### PROBLEMA BREVE A
Extraia do acórdão, sem nenhuma alteração, o trecho que vai de "Magistrado ResponsávelMARIA CLARA" até "I - Relatório.", inclusive.

****

Acórdão nº 305/21.7T9STR.E1 de Tribunal da Relação de Évora, 16 de Dezembro de 2021

Magistrado ResponsávelMARIA CLARA FIGUEIREDO
Data da Resolução16 de Dezembro de 2021
EmissorTribunal da Relação de Évora

Acordam os Juízes na Secção Criminal do Tribunal da Relação de Évora: I - Relatório.

Nos presentes autos de recurso de contraordenação que correm termos no Juízo de Competência Genérica do Entroncamento, do Tribunal Judicial da Comarca de Santarém, com o n.º305/21.7T9STR.E1, foi a arguida (…), com sede na Rua (…), condenada pela prática de duas contraordenações: - Uma contraordenação grave relativa ao incumprimento dos requisitos na área de serviço – instalação por forma a evitar a propagação de fumos e cheiros – prevista no n.º 1, al. b) e n.º 2 do artigo 123.º, conjugado com o n.º 3 do artigo 126.º do Decreto-Lei n.º 10/2015, de 16 de janeiro, na sua redação atual, e punível nos termos da subalínea iii) da alínea a), do n.º 1 do artigo 143.º do mesmo diploma legal; - Uma contraordenação grave relativa à de falta de sinalização, com modelo de interdição ou condicionamento de fumar, conforme modelo aprovado no Anexo I, da Lei n.º 37/2007, prevista no n.º 1 do artigo 6.º, em conjugação com o n.º 1 do artigo 4.º, ambos da Lei n.º 37/2007, de 14 de agosto, na sua redação atual, e punível pela alínea c), do n.º 1 e n.º 2 do artigo 25.º do mesmo diploma.

****

### PROBLEMA BREVE B
Disponha as linhas de dados abaixo, da linha que contém "Question: What bounding box encloses the large" até a linha que contém "0, 40, 89, 378", inclusive, como CSV de duas colunas, "pedido" e "resposta", com um registro para cada texto a responder e a respectiva resposta. Coloque cada valor em um único campo entre aspas, trocando as quebras de linha por espaços.

****

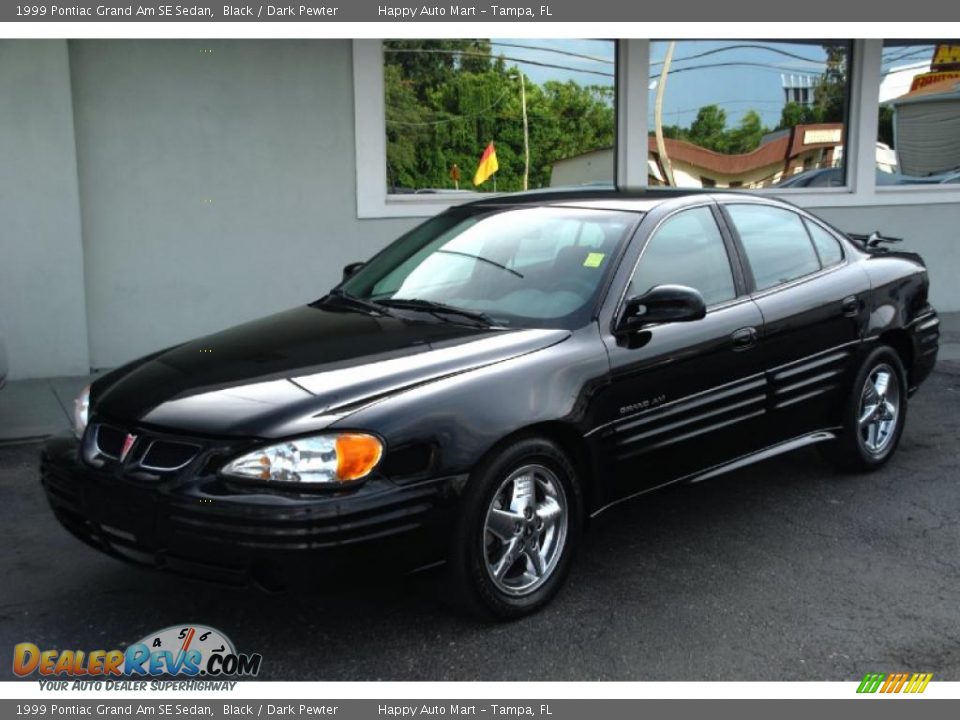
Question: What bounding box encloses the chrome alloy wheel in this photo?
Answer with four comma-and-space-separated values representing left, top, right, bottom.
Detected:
483, 465, 569, 595
859, 363, 900, 455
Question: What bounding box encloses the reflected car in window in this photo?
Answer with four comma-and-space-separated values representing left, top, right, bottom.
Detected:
41, 189, 939, 618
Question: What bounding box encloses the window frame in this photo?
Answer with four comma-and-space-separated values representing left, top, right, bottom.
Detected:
352, 39, 960, 219
718, 197, 850, 298
618, 201, 749, 312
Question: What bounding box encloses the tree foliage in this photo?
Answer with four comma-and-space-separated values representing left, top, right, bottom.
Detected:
384, 40, 614, 190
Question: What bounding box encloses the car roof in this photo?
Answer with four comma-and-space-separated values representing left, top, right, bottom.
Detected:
461, 187, 768, 213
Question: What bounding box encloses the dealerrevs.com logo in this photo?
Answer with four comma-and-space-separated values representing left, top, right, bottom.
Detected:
13, 624, 263, 679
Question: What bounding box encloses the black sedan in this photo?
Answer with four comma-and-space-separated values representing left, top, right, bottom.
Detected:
42, 191, 939, 617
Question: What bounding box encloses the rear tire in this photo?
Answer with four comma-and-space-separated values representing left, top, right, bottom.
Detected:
448, 437, 583, 620
824, 345, 907, 472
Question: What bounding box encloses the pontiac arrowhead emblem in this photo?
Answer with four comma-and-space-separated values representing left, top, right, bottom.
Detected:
120, 433, 137, 462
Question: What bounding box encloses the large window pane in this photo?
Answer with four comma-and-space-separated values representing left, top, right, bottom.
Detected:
648, 40, 850, 188
383, 38, 616, 193
877, 40, 960, 185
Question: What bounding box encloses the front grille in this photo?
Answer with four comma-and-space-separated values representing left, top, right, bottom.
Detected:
96, 425, 127, 460
140, 440, 200, 472
86, 424, 203, 473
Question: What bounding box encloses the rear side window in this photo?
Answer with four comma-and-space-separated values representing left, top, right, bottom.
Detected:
629, 207, 737, 306
803, 220, 843, 267
727, 205, 820, 290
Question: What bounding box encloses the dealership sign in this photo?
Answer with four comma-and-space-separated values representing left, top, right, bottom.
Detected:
13, 624, 263, 679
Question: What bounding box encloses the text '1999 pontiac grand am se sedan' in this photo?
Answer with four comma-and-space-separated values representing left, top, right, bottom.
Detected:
42, 190, 939, 618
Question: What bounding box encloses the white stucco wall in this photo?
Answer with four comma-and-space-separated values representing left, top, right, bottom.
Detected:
0, 40, 89, 378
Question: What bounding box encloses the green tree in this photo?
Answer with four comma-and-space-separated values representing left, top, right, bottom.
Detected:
686, 105, 730, 153
727, 110, 768, 153
384, 40, 615, 190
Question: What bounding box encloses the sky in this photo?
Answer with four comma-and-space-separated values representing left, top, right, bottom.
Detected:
491, 38, 932, 132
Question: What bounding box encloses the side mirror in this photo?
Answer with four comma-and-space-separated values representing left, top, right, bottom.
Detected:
617, 285, 707, 332
343, 262, 366, 280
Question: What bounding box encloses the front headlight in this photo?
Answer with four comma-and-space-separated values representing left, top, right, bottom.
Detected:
221, 433, 383, 484
73, 385, 90, 438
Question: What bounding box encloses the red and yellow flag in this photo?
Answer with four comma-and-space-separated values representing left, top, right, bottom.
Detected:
473, 142, 500, 185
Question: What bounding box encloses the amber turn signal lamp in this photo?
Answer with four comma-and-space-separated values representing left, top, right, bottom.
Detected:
336, 433, 383, 482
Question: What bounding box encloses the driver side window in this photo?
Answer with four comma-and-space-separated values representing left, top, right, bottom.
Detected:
628, 207, 737, 307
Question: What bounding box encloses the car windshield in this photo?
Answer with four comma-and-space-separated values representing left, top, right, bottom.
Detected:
340, 207, 640, 327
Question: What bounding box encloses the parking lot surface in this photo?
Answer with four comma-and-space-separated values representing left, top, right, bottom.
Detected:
0, 372, 960, 680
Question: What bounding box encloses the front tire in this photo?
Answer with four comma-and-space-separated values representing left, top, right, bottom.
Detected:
828, 345, 907, 472
449, 438, 583, 620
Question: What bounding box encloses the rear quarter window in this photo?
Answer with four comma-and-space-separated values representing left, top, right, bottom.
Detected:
726, 205, 820, 290
803, 219, 843, 267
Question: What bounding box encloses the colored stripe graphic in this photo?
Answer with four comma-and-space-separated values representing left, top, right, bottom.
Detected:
857, 673, 933, 694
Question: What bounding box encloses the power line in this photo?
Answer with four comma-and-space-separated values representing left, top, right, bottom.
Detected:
490, 40, 616, 65
650, 43, 826, 66
383, 48, 614, 78
649, 60, 844, 80
386, 88, 510, 127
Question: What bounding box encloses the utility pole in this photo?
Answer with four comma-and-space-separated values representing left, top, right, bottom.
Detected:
653, 40, 677, 187
520, 70, 530, 190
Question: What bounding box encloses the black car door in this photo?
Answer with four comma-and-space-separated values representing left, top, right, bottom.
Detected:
593, 202, 766, 498
722, 201, 870, 443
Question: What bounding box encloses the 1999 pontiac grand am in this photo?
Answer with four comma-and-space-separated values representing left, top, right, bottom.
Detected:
42, 191, 939, 617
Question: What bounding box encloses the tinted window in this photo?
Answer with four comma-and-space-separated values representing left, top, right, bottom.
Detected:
630, 207, 737, 305
727, 205, 820, 290
804, 220, 843, 267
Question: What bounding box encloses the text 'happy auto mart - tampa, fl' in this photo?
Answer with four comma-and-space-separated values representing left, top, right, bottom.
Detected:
16, 5, 553, 20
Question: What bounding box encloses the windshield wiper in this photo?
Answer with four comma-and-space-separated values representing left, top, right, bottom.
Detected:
318, 288, 394, 317
379, 298, 496, 326
434, 248, 523, 279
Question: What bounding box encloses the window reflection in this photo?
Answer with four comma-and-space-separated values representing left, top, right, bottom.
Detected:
648, 40, 850, 188
383, 38, 616, 195
877, 40, 960, 185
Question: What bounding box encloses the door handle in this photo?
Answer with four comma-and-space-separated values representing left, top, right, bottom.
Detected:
730, 328, 757, 350
841, 295, 860, 317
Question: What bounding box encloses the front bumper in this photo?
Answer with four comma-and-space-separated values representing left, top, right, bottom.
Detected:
41, 437, 464, 588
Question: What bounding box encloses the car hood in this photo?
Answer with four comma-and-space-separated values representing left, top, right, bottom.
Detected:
91, 305, 570, 438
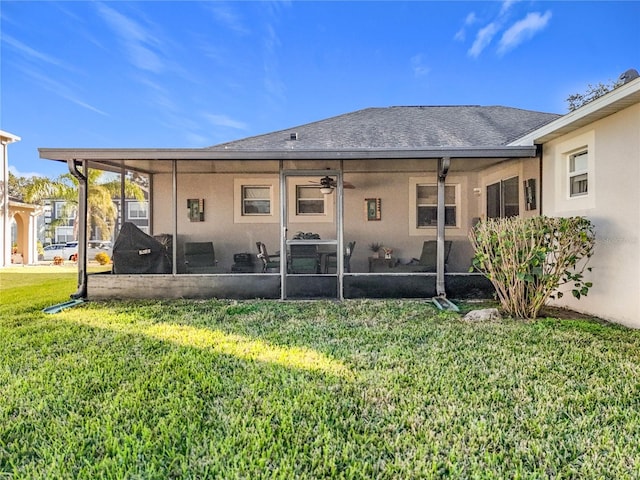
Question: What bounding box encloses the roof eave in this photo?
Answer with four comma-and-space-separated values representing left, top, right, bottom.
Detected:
509, 78, 640, 146
38, 145, 536, 162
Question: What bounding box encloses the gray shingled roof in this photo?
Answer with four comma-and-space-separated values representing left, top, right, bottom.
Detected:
209, 106, 560, 150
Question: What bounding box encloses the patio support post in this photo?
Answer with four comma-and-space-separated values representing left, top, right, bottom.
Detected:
67, 159, 88, 298
436, 157, 451, 297
171, 160, 178, 275
119, 164, 127, 240
336, 165, 344, 300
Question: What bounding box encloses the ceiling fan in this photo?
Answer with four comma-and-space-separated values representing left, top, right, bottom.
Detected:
312, 175, 356, 194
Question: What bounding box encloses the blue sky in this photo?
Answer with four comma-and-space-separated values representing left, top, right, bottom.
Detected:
0, 0, 640, 177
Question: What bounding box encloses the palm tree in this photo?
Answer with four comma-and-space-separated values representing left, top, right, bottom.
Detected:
25, 169, 144, 244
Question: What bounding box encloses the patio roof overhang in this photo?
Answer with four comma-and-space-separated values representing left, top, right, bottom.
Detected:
38, 145, 536, 173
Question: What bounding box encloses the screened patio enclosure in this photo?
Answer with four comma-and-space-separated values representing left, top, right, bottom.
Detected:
40, 147, 540, 299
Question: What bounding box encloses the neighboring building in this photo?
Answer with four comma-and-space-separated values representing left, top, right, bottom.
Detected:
41, 198, 149, 245
42, 199, 77, 245
0, 130, 20, 267
35, 71, 640, 327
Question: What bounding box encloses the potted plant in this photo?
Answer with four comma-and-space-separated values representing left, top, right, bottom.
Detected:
369, 242, 382, 258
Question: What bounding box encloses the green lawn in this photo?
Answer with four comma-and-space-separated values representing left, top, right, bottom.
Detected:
0, 267, 640, 479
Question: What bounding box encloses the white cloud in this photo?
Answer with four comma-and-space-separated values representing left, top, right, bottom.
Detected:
498, 10, 551, 55
9, 165, 47, 178
411, 53, 431, 77
207, 2, 251, 35
17, 68, 109, 116
204, 113, 247, 130
98, 4, 165, 73
500, 0, 518, 16
453, 12, 478, 42
467, 22, 499, 58
464, 12, 478, 25
2, 35, 73, 70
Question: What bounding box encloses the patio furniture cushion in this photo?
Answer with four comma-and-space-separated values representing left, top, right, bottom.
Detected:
184, 242, 221, 273
324, 241, 356, 273
289, 245, 320, 273
395, 240, 453, 272
256, 242, 280, 272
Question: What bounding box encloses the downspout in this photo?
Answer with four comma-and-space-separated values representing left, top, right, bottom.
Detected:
436, 157, 451, 298
67, 159, 88, 298
536, 143, 543, 215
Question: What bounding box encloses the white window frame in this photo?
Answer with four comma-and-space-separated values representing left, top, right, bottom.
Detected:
127, 200, 149, 220
233, 175, 280, 223
55, 225, 73, 243
567, 148, 589, 198
287, 175, 337, 223
408, 176, 463, 236
296, 185, 326, 217
240, 185, 273, 217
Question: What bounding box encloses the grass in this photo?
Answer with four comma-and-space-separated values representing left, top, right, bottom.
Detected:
0, 267, 640, 479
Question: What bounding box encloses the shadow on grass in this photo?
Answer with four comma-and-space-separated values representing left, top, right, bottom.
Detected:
64, 309, 352, 378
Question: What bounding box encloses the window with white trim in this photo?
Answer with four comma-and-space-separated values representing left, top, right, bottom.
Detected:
569, 150, 589, 197
487, 177, 520, 218
296, 185, 325, 215
233, 175, 280, 223
416, 183, 458, 228
55, 227, 73, 243
127, 201, 149, 219
242, 185, 272, 216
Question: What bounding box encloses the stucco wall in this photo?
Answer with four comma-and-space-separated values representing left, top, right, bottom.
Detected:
542, 105, 640, 328
153, 159, 539, 272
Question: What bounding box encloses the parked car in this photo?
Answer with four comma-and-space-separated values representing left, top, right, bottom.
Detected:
42, 242, 78, 262
87, 240, 113, 261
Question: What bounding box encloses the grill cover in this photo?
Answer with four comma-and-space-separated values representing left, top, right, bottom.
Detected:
113, 222, 173, 273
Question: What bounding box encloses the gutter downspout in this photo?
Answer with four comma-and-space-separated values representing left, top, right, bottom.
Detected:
436, 157, 451, 298
67, 159, 88, 298
536, 143, 544, 215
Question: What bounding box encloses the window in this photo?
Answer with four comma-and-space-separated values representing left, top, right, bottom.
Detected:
55, 227, 73, 243
233, 174, 280, 224
242, 185, 271, 215
569, 150, 589, 197
416, 184, 457, 228
487, 177, 520, 218
54, 202, 76, 220
127, 202, 149, 219
296, 185, 324, 215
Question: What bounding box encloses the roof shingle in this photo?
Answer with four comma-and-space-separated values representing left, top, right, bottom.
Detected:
209, 106, 560, 150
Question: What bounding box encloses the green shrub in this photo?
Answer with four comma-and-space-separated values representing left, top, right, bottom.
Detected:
470, 216, 595, 318
95, 252, 111, 265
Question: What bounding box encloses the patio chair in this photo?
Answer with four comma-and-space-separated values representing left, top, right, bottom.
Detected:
396, 240, 452, 272
324, 242, 356, 273
289, 245, 320, 274
256, 242, 280, 273
184, 242, 220, 273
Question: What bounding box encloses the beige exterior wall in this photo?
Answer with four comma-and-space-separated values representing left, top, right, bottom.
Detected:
152, 158, 539, 272
542, 104, 640, 328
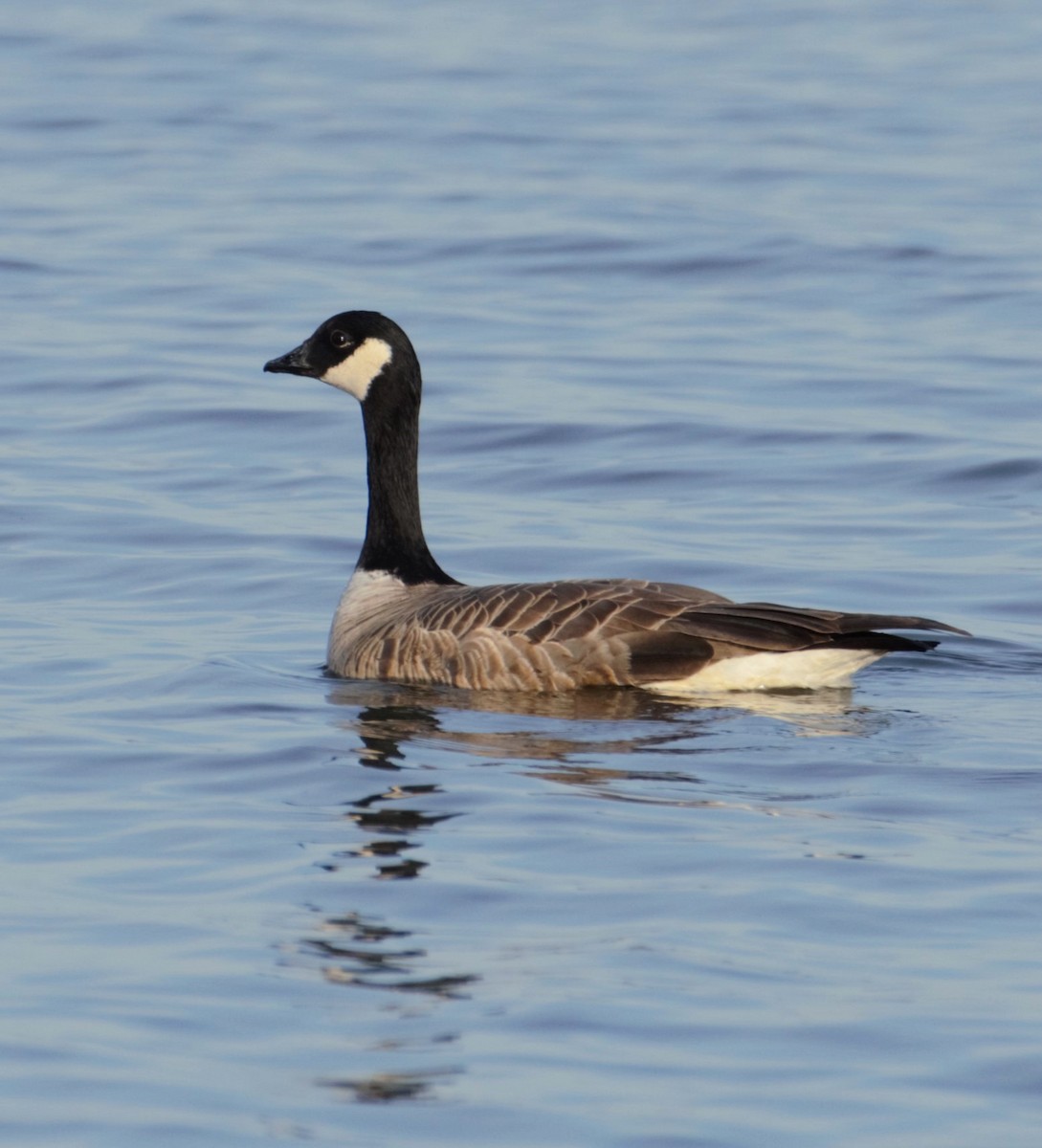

****

### RESPOSTA ESCRITA A
Magistrado ResponsávelMARIA CLARA FIGUEIREDO
Data da Resolução16 de Dezembro de 2021
EmissorTribunal da Relação de Évora

Acordam os Juízes na Secção Criminal do Tribunal da Relação de Évora: I - Relatório.

### RESPOSTA ESCRITA B
pedido,resposta
"Question: What bounding box encloses the large window pane in this photo? Answer with four comma-and-space-separated values representing left, top, right, bottom. Detected:","648, 40, 850, 188 383, 38, 616, 193 877, 40, 960, 185"
"Question: What bounding box encloses the front grille in this photo? Answer with four comma-and-space-separated values representing left, top, right, bottom. Detected:","96, 425, 127, 460 140, 440, 200, 472 86, 424, 203, 473"
"Question: What bounding box encloses the rear side window in this photo? Answer with four comma-and-space-separated values representing left, top, right, bottom. Detected:","629, 207, 737, 306 803, 220, 843, 267 727, 205, 820, 290"
"Question: What bounding box encloses the dealership sign in this photo? Answer with four comma-and-space-separated values representing left, top, right, bottom. Detected:","13, 624, 263, 679"
"Question: What bounding box encloses the text '1999 pontiac grand am se sedan' in this photo? Answer with four comma-and-space-separated values representing left, top, right, bottom. Detected:","42, 190, 939, 618"
"Question: What bounding box encloses the white stucco wall in this photo? Answer with four comma-and-space-separated values representing left, top, right, bottom. Detected:","0, 40, 89, 378"